_Aim 1_:
Answer these from the Intel Advisor forum post below, one line each, labeled (a), (b), (c):
(a) Which GPU does the post list?
(b) Which kernel's GFLOPS does the poster want to collect?
(c) What command is given for compiling the program?
_Aim 2_:
Summarize the Intel Advisor forum post below in two sentences.
_Aim 3_:
From the Intel Advisor forum post below, extract the passage from "advisor --collect=roofline --profile-gpu" up to and including "Compiler 2022.1.0 (2022.1.0.20220316)", copying it word for word.

Solved: Re: No gpu info was collected with advisor -collect roofline

nahso · ‎11-10-2022

Here is a program of matrix-matrix multiplication. I can not collect any gpu info with the command:

advisor --collect=roofline --profile-gpu --project-dir=./advi --search-dir src:p=./advi -- ./a.out

Here is the result:

I want to collect the GFLOPS of gemm_micro_kernel, can any one help me?

Versions:

Intel(R) Advisor 2022.1 (build 613050) Command Line Tool

Ubuntu 20.04

Intel(R) oneAPI DPC++/C++ Compiler 2022.1.0 (2022.1.0.20220316)

GPU: ATS-P

How to compile:

dpcpp dense-advisor.cpp

Code:

#include <iostream>
#include <string>
#include <cstring>
#include <CL/sycl.hpp>
#include <chrono>
#include <random>

#define bm 16
#define bn 16
#define bk 16
#define upper_divide(a, b) ((((a) - 1) / (b) + 1) * (b))

using kernel_type = float;
sycl::queue q(sycl::gpu_selector{});

constexpr size_t m = 100, n = 200, k = 300;
constexpr size_t pad_m = upper_divide(m, bm*4), pad_n = upper_divide(n, bn), pad_k = upper_divide(k, bk);

void demo_data(kernel_type* amat, kernel_type* bmat, kernel_type* result);
void gemm_micro_kernel(kernel_type* A, kernel_type* B, kernel_type* C); // kernel5 + kernel3

int main(int argc, char** argv)

_Data shown_:
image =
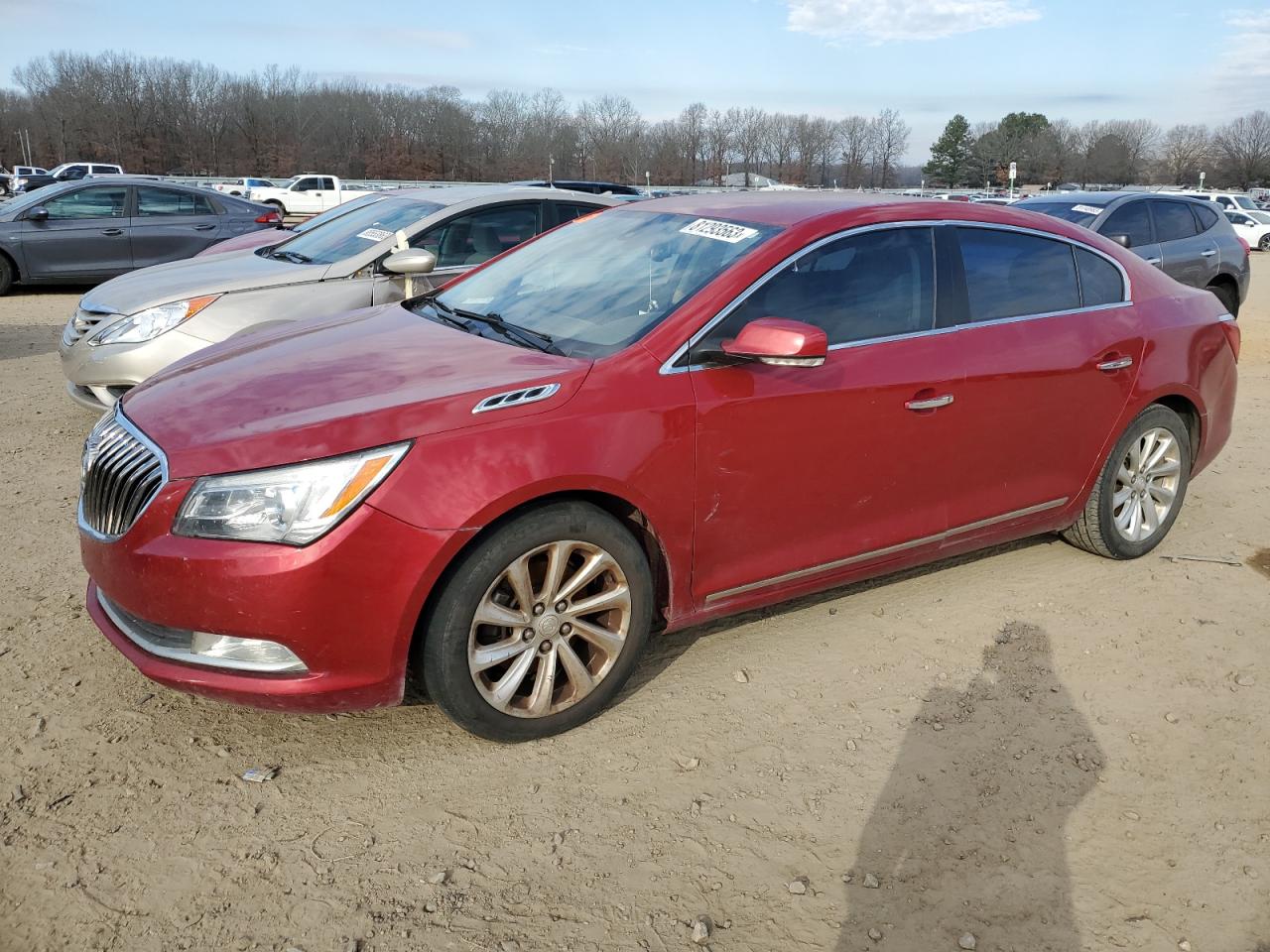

_Complete output 1_:
(a) ATS-P
(b) gemm_micro_kernel
(c) dpcpp dense-advisor.cpp

_Complete output 2_:
The poster cannot collect any GPU information when running Intel Advisor's roofline collection on a matrix-matrix multiplication program, and asks for help getting the GFLOPS of gemm_micro_kernel. The post lists Intel Advisor 2022.1, Ubuntu 20.04, the Intel oneAPI DPC++/C++ Compiler 2022.1.0 and an ATS-P GPU, and says the program is compiled with dpcpp dense-advisor.cpp.

_Complete output 3_:
advisor --collect=roofline --profile-gpu --project-dir=./advi --search-dir src:p=./advi -- ./a.out

Here is the result:

I want to collect the GFLOPS of gemm_micro_kernel, can any one help me?

Versions:

Intel(R) Advisor 2022.1 (build 613050) Command Line Tool

Ubuntu 20.04

Intel(R) oneAPI DPC++/C++ Compiler 2022.1.0 (2022.1.0.20220316)